> **RECORDS FOR THE EXERCISE**
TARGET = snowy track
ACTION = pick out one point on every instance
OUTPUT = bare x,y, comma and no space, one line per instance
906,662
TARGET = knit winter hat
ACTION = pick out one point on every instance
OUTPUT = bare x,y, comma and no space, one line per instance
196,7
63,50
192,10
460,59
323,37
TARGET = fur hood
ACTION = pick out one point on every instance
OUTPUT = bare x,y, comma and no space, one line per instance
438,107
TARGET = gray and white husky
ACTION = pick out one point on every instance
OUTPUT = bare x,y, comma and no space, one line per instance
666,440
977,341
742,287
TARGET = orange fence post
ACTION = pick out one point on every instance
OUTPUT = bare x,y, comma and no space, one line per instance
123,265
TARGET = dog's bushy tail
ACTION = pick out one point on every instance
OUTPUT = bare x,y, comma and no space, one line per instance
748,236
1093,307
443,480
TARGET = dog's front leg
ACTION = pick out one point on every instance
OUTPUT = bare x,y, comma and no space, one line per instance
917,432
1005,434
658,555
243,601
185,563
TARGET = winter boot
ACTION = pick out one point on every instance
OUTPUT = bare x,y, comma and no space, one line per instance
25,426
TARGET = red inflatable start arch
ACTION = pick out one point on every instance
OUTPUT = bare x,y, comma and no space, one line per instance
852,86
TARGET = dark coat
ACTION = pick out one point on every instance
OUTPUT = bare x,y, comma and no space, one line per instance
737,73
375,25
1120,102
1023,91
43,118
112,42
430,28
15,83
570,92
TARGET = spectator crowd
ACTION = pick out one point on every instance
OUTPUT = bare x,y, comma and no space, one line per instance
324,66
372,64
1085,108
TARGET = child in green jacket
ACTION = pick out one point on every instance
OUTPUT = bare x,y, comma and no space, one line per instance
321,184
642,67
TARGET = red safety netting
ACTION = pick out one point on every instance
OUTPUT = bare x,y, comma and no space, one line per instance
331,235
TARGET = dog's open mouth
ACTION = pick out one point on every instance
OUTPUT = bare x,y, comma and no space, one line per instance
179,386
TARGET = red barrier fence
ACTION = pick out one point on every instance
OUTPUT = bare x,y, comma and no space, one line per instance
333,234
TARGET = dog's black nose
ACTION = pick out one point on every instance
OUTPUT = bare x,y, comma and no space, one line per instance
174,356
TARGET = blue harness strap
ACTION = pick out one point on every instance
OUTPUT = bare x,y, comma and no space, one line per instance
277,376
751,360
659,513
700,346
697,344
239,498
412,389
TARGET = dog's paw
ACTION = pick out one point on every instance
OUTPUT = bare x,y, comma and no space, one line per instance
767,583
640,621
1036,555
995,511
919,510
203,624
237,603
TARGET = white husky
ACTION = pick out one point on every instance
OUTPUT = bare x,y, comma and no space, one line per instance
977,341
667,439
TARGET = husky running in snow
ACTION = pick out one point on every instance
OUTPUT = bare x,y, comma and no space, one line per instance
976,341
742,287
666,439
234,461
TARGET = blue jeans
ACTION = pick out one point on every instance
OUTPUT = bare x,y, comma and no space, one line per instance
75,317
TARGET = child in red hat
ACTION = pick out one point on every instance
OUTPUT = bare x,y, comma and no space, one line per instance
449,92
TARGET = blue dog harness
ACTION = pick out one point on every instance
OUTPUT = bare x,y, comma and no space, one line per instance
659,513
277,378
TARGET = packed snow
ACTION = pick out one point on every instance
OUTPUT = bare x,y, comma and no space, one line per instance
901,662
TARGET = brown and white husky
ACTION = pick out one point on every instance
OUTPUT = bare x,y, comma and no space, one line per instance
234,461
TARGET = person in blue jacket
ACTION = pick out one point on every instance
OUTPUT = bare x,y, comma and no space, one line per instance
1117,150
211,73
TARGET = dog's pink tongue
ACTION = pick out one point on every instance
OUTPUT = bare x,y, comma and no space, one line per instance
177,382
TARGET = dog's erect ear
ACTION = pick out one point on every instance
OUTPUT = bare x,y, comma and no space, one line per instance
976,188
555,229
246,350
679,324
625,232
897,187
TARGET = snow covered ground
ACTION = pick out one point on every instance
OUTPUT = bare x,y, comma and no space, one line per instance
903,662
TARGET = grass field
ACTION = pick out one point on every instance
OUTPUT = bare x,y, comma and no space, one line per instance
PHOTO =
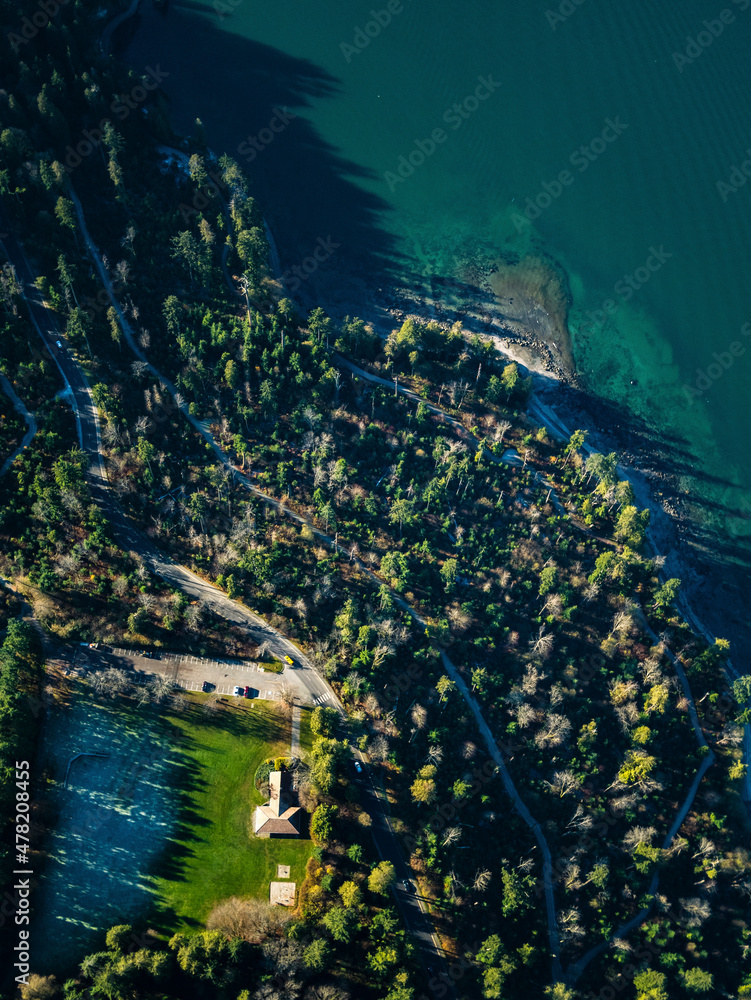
107,826
214,854
160,828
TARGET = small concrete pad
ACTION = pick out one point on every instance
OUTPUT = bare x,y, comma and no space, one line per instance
282,894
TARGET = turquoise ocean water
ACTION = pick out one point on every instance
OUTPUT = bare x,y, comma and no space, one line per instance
620,122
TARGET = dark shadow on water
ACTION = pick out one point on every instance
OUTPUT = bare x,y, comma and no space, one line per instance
239,88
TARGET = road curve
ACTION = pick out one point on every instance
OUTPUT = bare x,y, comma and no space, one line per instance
309,686
31,424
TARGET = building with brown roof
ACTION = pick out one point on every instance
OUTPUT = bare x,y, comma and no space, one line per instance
280,817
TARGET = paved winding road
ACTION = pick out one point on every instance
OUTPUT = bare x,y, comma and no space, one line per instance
309,687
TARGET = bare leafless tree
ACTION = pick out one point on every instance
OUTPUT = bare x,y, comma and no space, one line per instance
482,879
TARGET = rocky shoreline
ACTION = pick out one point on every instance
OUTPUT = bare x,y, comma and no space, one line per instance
712,589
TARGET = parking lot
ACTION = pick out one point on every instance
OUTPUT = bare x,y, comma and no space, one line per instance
186,671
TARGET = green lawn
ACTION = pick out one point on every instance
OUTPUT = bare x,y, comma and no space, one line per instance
214,854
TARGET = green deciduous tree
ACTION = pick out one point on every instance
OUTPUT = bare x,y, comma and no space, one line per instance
322,823
381,878
650,985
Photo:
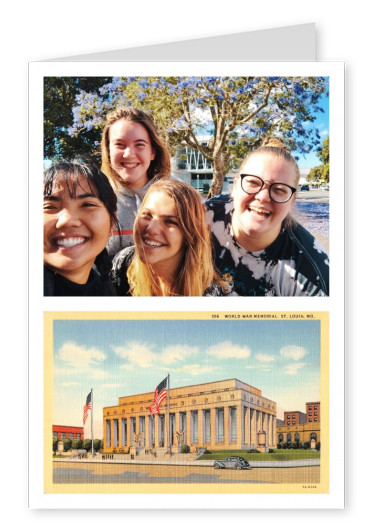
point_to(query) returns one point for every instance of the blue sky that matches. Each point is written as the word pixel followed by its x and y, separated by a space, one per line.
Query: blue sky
pixel 122 357
pixel 310 160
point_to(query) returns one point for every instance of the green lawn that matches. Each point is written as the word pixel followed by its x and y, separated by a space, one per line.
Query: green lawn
pixel 277 455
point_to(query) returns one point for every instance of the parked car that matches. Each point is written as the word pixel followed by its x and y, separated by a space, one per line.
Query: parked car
pixel 232 462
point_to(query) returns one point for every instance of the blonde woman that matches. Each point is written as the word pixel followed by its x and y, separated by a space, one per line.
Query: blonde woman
pixel 133 157
pixel 259 248
pixel 172 255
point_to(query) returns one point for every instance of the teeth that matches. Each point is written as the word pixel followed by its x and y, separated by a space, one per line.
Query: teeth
pixel 260 211
pixel 70 242
pixel 153 244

> **EXERCISE DIRECTIONS**
Taking the entries as a whole, work out how many lines contain the string "husky". Respond with only the number.

> **SOLUTION**
4